[Begin Document section]

Loan. The Loan refers to
this transaction generally, including obligations and duties
arising from the terms of all documents prepared or submitted for
this transaction.
D.
Pronouns. The pronouns
“I”, “me” and “my” refer to
every Borrower signing this Agreement, individually or together,
and their heirs, successors and assigns. “You” and
“your” refers to the Loan’s lender, any
participants or syndicators, or any person or company that acquires
an interest in the Loan and their successors and
assigns.
E.
Property. Property is any
property, real, personal or intangible, that secures my performance
of the obligations of this Loan.
F.
Asset-Based Financing Definitions. For the purposes of this Agreement, the
following terms will have the following meanings.
(1) Account Debtors. Account Debtors are persons who
are obligated on the Accounts Receivable.
(2) Account Guarantors. Account Guarantors are
persons who have guarantied certain Accounts Receivable.
(3) Accounts Receivable. Accounts Receivable will
include all of the following.

[End Document section]
[Begin Items]

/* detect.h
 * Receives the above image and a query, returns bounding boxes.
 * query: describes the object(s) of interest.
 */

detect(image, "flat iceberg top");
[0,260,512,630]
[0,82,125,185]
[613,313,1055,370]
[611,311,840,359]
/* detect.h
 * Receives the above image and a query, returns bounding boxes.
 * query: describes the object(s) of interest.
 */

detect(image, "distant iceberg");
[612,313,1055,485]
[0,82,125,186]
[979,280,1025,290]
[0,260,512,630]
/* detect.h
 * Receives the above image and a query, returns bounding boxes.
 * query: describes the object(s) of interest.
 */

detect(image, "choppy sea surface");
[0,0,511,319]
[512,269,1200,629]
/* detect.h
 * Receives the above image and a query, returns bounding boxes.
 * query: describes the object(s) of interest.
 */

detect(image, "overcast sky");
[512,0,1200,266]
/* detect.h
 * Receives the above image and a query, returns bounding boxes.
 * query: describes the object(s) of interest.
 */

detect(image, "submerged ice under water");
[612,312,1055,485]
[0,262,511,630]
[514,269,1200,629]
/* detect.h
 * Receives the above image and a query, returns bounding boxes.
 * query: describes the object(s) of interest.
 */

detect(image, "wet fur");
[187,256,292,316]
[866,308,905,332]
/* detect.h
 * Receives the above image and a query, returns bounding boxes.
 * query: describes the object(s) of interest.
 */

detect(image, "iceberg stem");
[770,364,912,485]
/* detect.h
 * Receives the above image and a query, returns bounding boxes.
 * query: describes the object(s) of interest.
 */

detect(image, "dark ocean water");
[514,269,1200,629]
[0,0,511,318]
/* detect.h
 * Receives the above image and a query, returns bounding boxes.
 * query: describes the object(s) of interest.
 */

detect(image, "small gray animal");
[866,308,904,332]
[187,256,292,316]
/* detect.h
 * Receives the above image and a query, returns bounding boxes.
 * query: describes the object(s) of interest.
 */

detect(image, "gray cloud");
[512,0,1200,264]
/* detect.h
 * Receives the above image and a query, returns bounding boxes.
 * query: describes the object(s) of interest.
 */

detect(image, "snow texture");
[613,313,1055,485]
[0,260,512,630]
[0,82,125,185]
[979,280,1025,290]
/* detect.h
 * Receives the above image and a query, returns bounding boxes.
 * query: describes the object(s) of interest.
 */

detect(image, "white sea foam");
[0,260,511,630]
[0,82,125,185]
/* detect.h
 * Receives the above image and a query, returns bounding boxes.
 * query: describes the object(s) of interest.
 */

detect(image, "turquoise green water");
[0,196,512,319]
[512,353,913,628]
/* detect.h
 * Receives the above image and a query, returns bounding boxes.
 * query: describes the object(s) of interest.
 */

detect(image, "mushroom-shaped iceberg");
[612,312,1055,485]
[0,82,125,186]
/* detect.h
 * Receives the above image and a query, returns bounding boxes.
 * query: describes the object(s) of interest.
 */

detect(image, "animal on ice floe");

[End Items]

| The tasks |
a. Answer these questions using the loan agreement definitions:
(i) Whom do the pronouns "I", "me" and "my" refer to?
(ii) What three kinds of property can count as Property?
(iii) Who are Account Guarantors?
b. Write the next part of the loan agreement definitions, continuing from their last sentence.
The records play no part in this work.

| Results in order |
a.
(i) Every Borrower signing the Agreement, individually or together, and their heirs, successors and assigns.
(ii) Real, personal or intangible property.
(iii) Persons who have guarantied certain Accounts Receivable.

b.
(a) Accounts and Other Rights to Payment. All rights
I have now or in the future to payments including, but not limited
to, payment for goods and other property sold or leased or for
services rendered, whether or not I have earned such payment by
performance. This includes any rights and interests (including all
guaranties, standby letters of credit, liens and security
interests) which I may have by law or agreement against any Account
Debtor.
(b) General Intangibles. All general intangibles
including, but not limited to, tax refunds, applications for
patents, patents, copyrights, trademarks, trade secrets, good will,
trade names, customer lists, permits and franchises, and the right
to use my name.
(c) Proceeds. All proceeds from the disposition or
collection of Accounts Receivable.
(4) Eligible Accounts Receivable. Eligible Accounts
Receivable include all of my Accounts Receivable that are and
continue to be acceptable to you in all respects. Criteria for
eligibility may be revised by you at any time. Eligible Accounts
Receivable exclude all of the following Accounts Receivable: the
entire balance of any Accounts Receivable that has been due and
owing for more than 90 days from the invoice dates; all of the
remaining Accounts Receivable owed by an Account Debtor when this
Account Debtor is overdue on one account; and those which you in
your sole discretion disqualify as an Eligible Account. Except in
such case where Accounts Receivable are disqualified in relation to
payments not received within 90 days of the invoice date,
Lender shall provide written notification to Borrower prior to
revising the criteria for eligibility, or prior to otherwise
disqualifying Accounts Receivable.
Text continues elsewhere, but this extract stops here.